Drawbacks of my approach
One issue I found with this, is that the user authentication can only be applied to the Istio Ingress Gateway, meaning that in a production environment separate gateway deployments should probably be used for authenticated and unauthenticated endpoints. My workaround makes this issue more dire, as the Lua script cannot distinguish between endpoints that should be authenticated and endpoints that should not.
My demo is also lacking a logout mechanism. In a productive setup a proper tool should be used for handling the authentication callbacks, e.g. OAuth2 Proxy. Adding support to Istio for retrieving the JWT from cookies would also simplify the whole process immensely.
Comparison with other approaches
When Istio is not already part of your setup, you probably should not install it just for user authentication. Instead two patterns have been used in previous projects of mine, that can enhance an application with authentication on the infrastructure layer in Kubernetes.
The first is using a sidecar container in your application pods running for example keycloak-gatekeeper . This means, each of your pods will grow in size and your requests will pass through the sidecar, which poses a similar overhead as Istio (but for less gain). Edit: keycloak-gatekeeper has been sunsetted in favor of oauth2-proxy since my research for this article. The approach is still valid, since OAuth2-Proxy can be deployed as sidecar.

━━━━━━━━

Continue the article on user authentication in Kubernetes from its final sentence.

━━━━━━━━

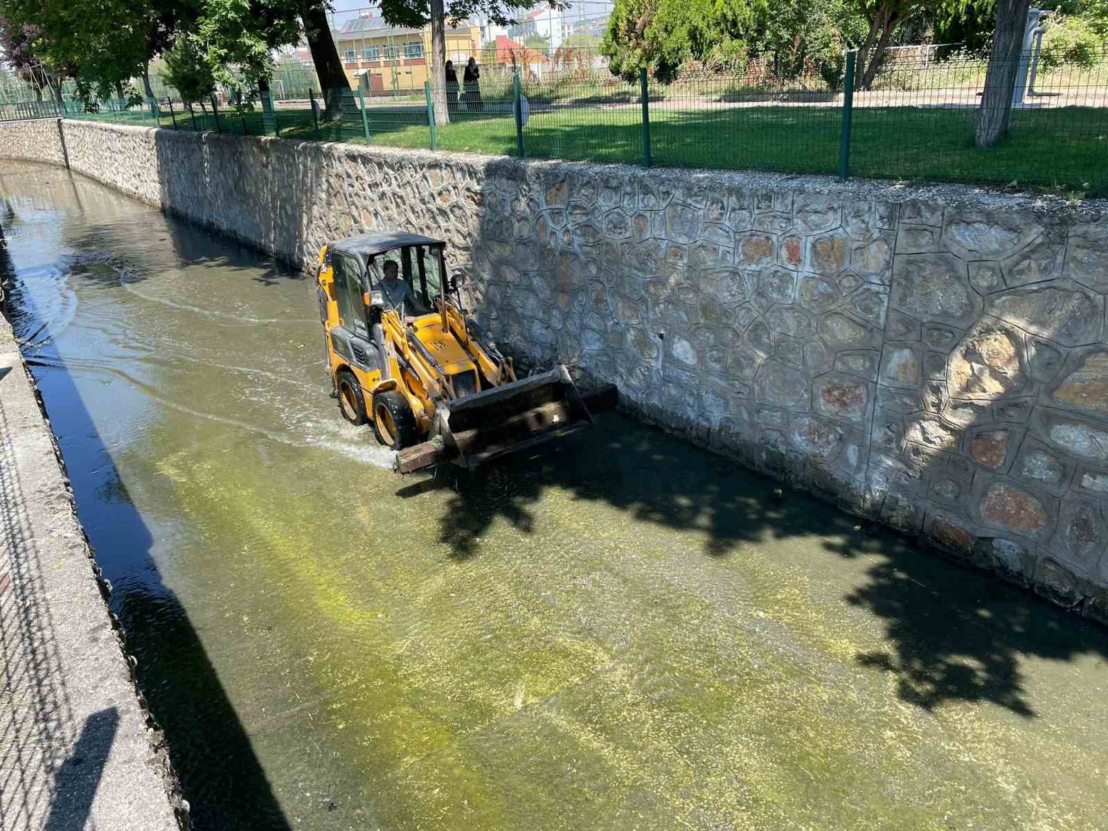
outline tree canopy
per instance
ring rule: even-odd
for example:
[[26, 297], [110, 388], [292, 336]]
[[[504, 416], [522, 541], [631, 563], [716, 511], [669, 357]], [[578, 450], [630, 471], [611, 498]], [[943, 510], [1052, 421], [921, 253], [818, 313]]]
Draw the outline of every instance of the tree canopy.
[[772, 54], [782, 72], [814, 68], [831, 80], [865, 24], [855, 0], [616, 0], [601, 52], [630, 80], [671, 79], [686, 63], [746, 63]]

━━━━━━━━

**RESPONSE BELOW:**
The second alternative is securing your application at the Ingress level using the OAuth2-Proxy integration of ingress-nginx. Here, for each request received by nginx, an authentication subrequest is made to OAuth2-Proxy, which supports many cloud providers and Open Source SSO solutions natively. The overhead is lower than with the sidecar approach, but you still need one OAuth2-Proxy deployment per OAuth2 client, as multiple configs are not supported.
While both approaches allow restricting logins to some groups (depending on the used provider in case of OAuth2-Proxy), they still are not as flexible and powerful as Istio.
Closing remarks
Enabling user authentication was not as easy as I initially thought. To be fair, the documentation that sent me on my journey only talks about authentication for attached credentials so I have expected more than it was promised. I still think that it would be nice to have a simple option to “switch on“ authentication, maybe through integration with OAuth2-Proxy similar to how ingress-nginx solved it. But you can already use Request Authentication in Istio to transparently authenticate user requests with some extra work, and I think it is really neat.